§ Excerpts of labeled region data
************
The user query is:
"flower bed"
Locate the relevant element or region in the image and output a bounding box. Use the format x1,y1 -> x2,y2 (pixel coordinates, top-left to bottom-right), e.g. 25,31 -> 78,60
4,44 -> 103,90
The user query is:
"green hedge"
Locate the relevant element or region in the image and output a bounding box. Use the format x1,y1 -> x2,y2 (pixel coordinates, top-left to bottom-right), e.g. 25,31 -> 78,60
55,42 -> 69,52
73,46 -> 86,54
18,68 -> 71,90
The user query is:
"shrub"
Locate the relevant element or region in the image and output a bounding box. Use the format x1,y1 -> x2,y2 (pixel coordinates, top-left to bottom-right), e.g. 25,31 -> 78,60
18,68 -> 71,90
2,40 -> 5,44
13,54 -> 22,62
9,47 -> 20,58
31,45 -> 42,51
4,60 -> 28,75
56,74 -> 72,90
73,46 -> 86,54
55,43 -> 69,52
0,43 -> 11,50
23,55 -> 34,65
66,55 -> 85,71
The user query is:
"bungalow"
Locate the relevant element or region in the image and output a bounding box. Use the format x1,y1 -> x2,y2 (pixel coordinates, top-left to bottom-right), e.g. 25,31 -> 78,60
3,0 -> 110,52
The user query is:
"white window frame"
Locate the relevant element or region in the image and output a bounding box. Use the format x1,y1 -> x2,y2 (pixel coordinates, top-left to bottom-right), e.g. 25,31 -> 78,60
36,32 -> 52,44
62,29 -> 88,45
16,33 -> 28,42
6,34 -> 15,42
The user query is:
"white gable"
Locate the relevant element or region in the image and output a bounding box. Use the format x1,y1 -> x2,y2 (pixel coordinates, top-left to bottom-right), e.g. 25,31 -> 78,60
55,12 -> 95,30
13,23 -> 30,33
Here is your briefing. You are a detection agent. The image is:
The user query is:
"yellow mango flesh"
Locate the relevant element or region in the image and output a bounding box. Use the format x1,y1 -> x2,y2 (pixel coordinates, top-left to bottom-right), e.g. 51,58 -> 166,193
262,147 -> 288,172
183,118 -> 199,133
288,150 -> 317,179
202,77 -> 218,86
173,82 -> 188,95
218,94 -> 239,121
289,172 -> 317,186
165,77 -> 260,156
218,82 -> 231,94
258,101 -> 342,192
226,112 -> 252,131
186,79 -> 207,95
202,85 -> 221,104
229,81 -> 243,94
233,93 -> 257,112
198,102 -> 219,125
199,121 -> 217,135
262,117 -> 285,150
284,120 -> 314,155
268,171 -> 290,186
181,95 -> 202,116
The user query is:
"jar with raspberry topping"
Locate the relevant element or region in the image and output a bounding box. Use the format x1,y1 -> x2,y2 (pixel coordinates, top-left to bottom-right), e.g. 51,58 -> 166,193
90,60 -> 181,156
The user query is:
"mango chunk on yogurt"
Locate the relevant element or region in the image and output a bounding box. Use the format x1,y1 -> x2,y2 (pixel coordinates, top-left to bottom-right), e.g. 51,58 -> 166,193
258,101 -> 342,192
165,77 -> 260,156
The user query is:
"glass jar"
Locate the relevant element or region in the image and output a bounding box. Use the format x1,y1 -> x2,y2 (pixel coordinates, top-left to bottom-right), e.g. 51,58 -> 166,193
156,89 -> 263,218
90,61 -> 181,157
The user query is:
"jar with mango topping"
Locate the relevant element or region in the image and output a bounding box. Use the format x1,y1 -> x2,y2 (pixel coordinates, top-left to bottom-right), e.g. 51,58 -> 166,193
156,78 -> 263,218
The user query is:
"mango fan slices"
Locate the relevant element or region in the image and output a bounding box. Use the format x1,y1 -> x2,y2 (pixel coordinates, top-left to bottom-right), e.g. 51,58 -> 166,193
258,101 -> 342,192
************
§ EXERCISE
Copy out all of the records above word for word, with nothing changed.

§ EXERCISE RESPONSE
The user query is:
"flower bed"
Locate the relevant element or region in the image and output a bounding box. Use the format x1,y1 -> x2,y2 (pixel coordinates, top-left to bottom-right), e.g. 25,31 -> 78,60
4,44 -> 103,90
The user query is:
"green hedge"
Locate the relevant element or region in the image and output a bounding box. Use the format x1,y1 -> x2,y2 (pixel coordinates, top-left to bottom-right), e.g. 25,31 -> 78,60
55,42 -> 69,52
73,46 -> 86,54
18,68 -> 71,90
The user query is:
"shrub"
Locate the relevant element or region in the image and output a bounding box. Use the format x1,y1 -> x2,y2 (pixel coordinates, top-left to bottom-right), e.g. 25,31 -> 78,60
18,68 -> 71,90
2,40 -> 5,44
13,54 -> 22,62
9,47 -> 20,58
31,45 -> 42,51
4,60 -> 28,75
56,74 -> 72,90
73,46 -> 86,54
55,43 -> 69,52
0,43 -> 11,50
23,55 -> 34,65
66,55 -> 85,71
The user query is:
"bungalow"
Locate the relevant element or region in the image and output a bounding box. Use the format x1,y1 -> x2,y2 (pixel coordinates, top-left to bottom-right), e.g. 25,31 -> 78,60
3,0 -> 110,52
The user query is:
"white window frame"
Locate the relevant element or region in the image and output a bounding box. Use the format x1,y1 -> x2,y2 (pixel coordinates, top-left to bottom-right), e.g. 25,31 -> 78,60
36,32 -> 52,44
62,29 -> 88,45
16,33 -> 28,42
6,34 -> 15,42
The user query is:
"white gable"
Locate the relevant element or region in the image and output a bounding box. Use the format x1,y1 -> x2,y2 (pixel coordinates, top-left to bottom-right), e.g. 25,31 -> 78,60
55,12 -> 95,30
13,23 -> 30,33
Here is your briefing. You are a detection agent. The image is:
The user query is:
"yellow mango flesh"
Locate the relevant element or region in the image and output a bounding box. Use the format x1,y1 -> x2,y2 (pixel coordinates, top-left to bottom-right), e.g. 51,58 -> 166,193
262,147 -> 288,172
183,118 -> 199,133
288,150 -> 317,179
202,77 -> 218,86
173,82 -> 188,95
218,94 -> 239,121
289,172 -> 317,186
165,77 -> 260,156
218,82 -> 231,94
258,101 -> 342,192
226,112 -> 252,131
186,79 -> 207,95
202,85 -> 221,104
229,81 -> 243,94
233,93 -> 257,112
198,102 -> 219,125
199,121 -> 217,135
262,117 -> 285,150
284,120 -> 314,155
268,171 -> 290,186
181,95 -> 202,116
The user query is:
"jar with raspberry topping"
Locate the relevant element or region in the image and output a bounding box. Use the format x1,y1 -> x2,y2 (pixel coordinates, top-left to bottom-right), e.g. 51,58 -> 166,193
90,60 -> 181,156
The user query is:
"mango chunk on yogurt"
Locate the relevant element or region in the image and output a bounding box. Use the format x1,y1 -> x2,y2 (pixel coordinates, top-left to bottom-right), e.g. 51,58 -> 166,193
258,101 -> 342,192
165,77 -> 260,156
The user query is:
"glass jar"
Locate the relevant element or region in the image and output a bounding box. Use the format x1,y1 -> x2,y2 (pixel coordinates, top-left to bottom-right), e.g. 51,58 -> 166,193
156,89 -> 263,218
90,61 -> 181,157
The user query is:
"jar with mango topping"
Locate the relevant element or region in the image and output a bounding box. Use the format x1,y1 -> x2,y2 (pixel coordinates, top-left to bottom-right), e.g. 51,58 -> 166,193
156,78 -> 263,218
The user query is:
"mango fan slices"
Locate the relevant element or region in the image and output a bounding box. Use the format x1,y1 -> x2,y2 (pixel coordinates, top-left to bottom-right), e.g. 51,58 -> 166,193
258,101 -> 342,192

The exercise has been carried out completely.